> **Written request**
Give every entry again, word for word and in full.

> **Raw records**
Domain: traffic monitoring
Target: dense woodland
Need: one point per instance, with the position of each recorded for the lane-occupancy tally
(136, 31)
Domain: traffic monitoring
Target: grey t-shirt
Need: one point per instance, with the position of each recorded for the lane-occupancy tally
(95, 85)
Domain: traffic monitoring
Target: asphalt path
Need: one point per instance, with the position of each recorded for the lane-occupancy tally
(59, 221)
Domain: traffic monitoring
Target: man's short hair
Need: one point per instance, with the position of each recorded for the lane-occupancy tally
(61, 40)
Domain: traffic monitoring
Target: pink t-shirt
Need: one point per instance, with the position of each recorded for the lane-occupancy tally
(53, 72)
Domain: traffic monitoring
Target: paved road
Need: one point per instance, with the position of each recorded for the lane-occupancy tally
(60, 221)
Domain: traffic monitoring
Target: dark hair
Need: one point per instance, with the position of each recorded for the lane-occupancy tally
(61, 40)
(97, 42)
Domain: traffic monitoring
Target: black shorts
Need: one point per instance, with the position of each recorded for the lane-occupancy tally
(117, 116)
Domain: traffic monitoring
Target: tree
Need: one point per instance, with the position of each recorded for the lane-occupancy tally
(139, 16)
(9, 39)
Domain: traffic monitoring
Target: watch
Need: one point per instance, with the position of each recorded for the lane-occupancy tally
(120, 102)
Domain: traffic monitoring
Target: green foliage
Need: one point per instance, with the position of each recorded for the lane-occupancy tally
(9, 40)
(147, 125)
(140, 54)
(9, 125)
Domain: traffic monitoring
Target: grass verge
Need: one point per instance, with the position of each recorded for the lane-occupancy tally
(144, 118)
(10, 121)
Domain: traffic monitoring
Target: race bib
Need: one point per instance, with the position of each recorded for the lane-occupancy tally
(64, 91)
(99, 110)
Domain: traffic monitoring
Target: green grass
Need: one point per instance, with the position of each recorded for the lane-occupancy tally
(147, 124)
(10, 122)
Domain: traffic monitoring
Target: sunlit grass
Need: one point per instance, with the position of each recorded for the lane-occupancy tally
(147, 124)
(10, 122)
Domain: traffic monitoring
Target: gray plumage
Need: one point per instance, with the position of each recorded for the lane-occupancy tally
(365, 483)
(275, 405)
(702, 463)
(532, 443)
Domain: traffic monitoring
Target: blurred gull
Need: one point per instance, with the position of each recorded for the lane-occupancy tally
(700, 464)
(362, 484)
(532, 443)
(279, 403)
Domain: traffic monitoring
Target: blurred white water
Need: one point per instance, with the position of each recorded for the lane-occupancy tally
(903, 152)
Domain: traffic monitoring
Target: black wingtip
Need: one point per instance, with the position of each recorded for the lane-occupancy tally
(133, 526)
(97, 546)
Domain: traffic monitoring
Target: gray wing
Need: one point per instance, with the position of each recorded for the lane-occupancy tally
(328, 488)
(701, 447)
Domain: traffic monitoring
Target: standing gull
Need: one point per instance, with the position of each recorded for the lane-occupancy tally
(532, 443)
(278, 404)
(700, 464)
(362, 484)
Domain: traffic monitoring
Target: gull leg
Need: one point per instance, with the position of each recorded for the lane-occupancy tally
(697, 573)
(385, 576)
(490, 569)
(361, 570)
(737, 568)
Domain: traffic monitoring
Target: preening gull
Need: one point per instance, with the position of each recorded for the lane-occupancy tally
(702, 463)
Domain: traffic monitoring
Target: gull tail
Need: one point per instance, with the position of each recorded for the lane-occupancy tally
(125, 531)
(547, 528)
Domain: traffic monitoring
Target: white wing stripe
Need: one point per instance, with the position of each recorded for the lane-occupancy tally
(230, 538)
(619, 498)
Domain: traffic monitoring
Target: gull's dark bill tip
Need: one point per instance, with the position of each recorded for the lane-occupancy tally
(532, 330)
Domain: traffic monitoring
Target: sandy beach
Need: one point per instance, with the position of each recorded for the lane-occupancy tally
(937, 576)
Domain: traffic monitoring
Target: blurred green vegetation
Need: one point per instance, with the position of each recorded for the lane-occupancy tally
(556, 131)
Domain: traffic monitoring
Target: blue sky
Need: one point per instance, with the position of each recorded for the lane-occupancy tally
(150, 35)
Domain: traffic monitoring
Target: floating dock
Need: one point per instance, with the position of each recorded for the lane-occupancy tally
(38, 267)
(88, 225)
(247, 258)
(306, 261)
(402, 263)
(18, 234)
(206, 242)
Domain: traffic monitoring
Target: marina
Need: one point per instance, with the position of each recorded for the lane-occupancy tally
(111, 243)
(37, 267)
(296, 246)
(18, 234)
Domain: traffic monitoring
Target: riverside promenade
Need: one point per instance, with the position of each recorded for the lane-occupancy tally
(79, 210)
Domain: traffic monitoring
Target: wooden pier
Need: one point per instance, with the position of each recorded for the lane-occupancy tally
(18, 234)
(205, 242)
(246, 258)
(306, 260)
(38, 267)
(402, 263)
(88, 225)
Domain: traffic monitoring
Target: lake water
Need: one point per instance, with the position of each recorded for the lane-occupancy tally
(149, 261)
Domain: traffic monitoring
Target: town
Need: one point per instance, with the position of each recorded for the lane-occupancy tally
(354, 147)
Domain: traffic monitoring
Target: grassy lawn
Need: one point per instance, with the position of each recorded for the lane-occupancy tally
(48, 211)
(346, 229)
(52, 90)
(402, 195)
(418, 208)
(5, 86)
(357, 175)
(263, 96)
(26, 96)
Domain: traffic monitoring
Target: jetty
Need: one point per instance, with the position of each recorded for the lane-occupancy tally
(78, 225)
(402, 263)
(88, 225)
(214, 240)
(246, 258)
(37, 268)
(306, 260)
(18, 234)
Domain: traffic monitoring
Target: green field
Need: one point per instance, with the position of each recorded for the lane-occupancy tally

> **Answer for the task**
Domain: traffic monitoring
Target: dense woodland
Need: one point per instance, with the position of each recorded for the lane-occupancy tally
(136, 31)
Domain: traffic monitoring
Target: grey t-shirt
Need: one point per instance, with the position of each recorded for the lane-occupancy tally
(95, 85)
Domain: traffic monitoring
Target: asphalt path
Need: one point per instance, with the position of each recorded for the lane-occupancy tally
(59, 221)
Domain: traffic monitoring
Target: man's short hair
Need: one point per instance, with the position of each recorded for the lane-occupancy tally
(61, 40)
Domain: traffic monitoring
Target: pink t-shirt
Need: one point per instance, with the position of each recorded for the lane-occupancy tally
(53, 72)
Domain: traffic monitoring
Target: paved road
Need: one point per instance, with the position of each recorded for the lane-occupancy tally
(60, 221)
Domain: traffic monitoring
Target: dark hair
Need: one point per instance, with the position of each recorded for the lane-occupancy tally
(61, 40)
(97, 42)
Domain: traffic monitoring
Target: black shorts
Need: one point per instance, with the position of each recorded for the lane-occupancy tally
(117, 116)
Domain: traffic monitoring
Target: tree
Need: one point per instance, with the position of each recorded for the lane-occupancy tally
(139, 16)
(9, 39)
Domain: traffic monitoring
Target: watch
Need: one point per instance, with the position of each recorded for the lane-occupancy tally
(120, 102)
Domain: traffic monitoring
Target: green foliage
Need: one point per instance, with the position of each recorded for the lane-occupancy tally
(9, 40)
(147, 125)
(140, 54)
(9, 125)
Domain: traffic monitoring
Target: grass verge
Need: one point per instance, with the position of each recorded for the lane-occupancy tally
(144, 118)
(10, 121)
Domain: traffic monitoring
Target: race bib
Need: one point per instance, with the position of each recorded for the lane-occupancy tally
(64, 91)
(99, 110)
Domain: traffic monitoring
Target: green grass
Need: one point per instance, with the position of each recorded for the lane-occupancy tally
(147, 124)
(10, 122)
Domain: traffic monitoring
Target: sunlit grass
Need: one point per instance, with the position of each recorded for the lane-occupancy tally
(147, 124)
(10, 122)
Domain: traffic monitoring
Target: gray plumage
Need: one point per instance, with the position of each recorded for the lane-occupancy tally
(365, 483)
(275, 405)
(702, 463)
(532, 443)
Domain: traffic monitoring
Target: blurred gull
Need: one point per instance, with the position of each recorded for the lane-occupancy tally
(700, 464)
(362, 484)
(532, 443)
(279, 403)
Domain: traffic monitoring
Target: blurred white water
Need: one point per instance, with the position of each recorded for the lane-occupancy tally
(903, 152)
Domain: traffic monitoring
Target: black wingtip
Need: one point per instance, with the position of each recorded for the lane-occupancy tally
(133, 526)
(97, 546)
Domain: traffic monitoring
Target: gray wing
Need: one point per instance, with the position of each recorded for the lane-occupancy tally
(328, 488)
(701, 447)
Domain: traffic monitoring
Target: standing gull
Need: one point per instance, with the position of each recorded for the lane-occupancy tally
(532, 443)
(278, 404)
(700, 464)
(362, 484)
Domain: traffic monitoring
Target: gull leg
Need: one point per instance, with the position of each recorded for the lane-occupancy tally
(697, 573)
(385, 576)
(490, 569)
(361, 570)
(737, 568)
Domain: traffic monitoring
Target: preening gull
Need: one point per instance, with the position of each recorded for the lane-occupancy tally
(702, 463)
Domain: traffic monitoring
Target: gull tail
Need: one point per instance, with the position of each recorded for the lane-occupancy tally
(125, 531)
(547, 528)
Domain: traffic monitoring
Target: white wing stripe
Need: one point per instance, with the position of each recorded for the lane-occupancy tally
(230, 538)
(619, 498)
Domain: traffic monitoring
Target: gull's dark bill tip
Need: one point per instance, with the position of each recorded for the lane-occupancy tally
(532, 330)
Domain: traffic monitoring
Target: sandy beach
Need: one point per instance, with the position of each recorded for the lane-occupancy tally
(937, 576)
Domain: traffic monitoring
Target: blurred green vegetation
Need: one point per instance, with the position of each recorded for the lane-occupancy tally
(556, 131)
Domain: traffic monitoring
Target: blue sky
Need: one point per instance, with the position of each recorded for the lane-occupancy tally
(150, 35)
Domain: traffic monitoring
Target: floating dock
Need: one point per instance, with the position of each recorded for the lane-occupancy tally
(38, 267)
(88, 225)
(247, 258)
(306, 261)
(402, 263)
(18, 234)
(206, 242)
Domain: traffic monitoring
Target: marina
Need: one point per instance, with the position of each recorded for the lane-occupancy tally
(111, 243)
(37, 267)
(296, 246)
(18, 234)
Domain: traffic monitoring
Target: riverside promenade
Need: one point per instance, with the position of each recorded for the lane-occupancy tally
(79, 210)
Domain: traffic monitoring
Target: wooden pier
Need: one point per instance, with the position of each recorded for the lane-occupancy tally
(18, 234)
(205, 242)
(246, 258)
(306, 260)
(38, 267)
(402, 263)
(88, 225)
Domain: traffic monitoring
Target: lake water
Need: one point per instance, with the position of each recorded for the lane-occupancy tally
(149, 261)
Domain: traffic monitoring
Target: town
Need: one point per instance, with the position of each recorded for the lane-occupancy tally
(354, 147)
Domain: traffic monitoring
Target: grassy lawn
Need: one point per instance, with the position of each recorded for the lane-occupancy tally
(48, 211)
(346, 229)
(52, 90)
(402, 195)
(418, 208)
(5, 86)
(357, 175)
(263, 96)
(26, 96)
Domain: traffic monitoring
Target: jetty
Need: one point per instance, with the position of each recorded for the lane-occupancy tally
(78, 225)
(402, 263)
(88, 225)
(214, 240)
(246, 258)
(37, 268)
(306, 260)
(18, 234)
Domain: traffic monitoring
Target: green field
Need: one point per instance, with the position of each recorded for the lane-occupancy tally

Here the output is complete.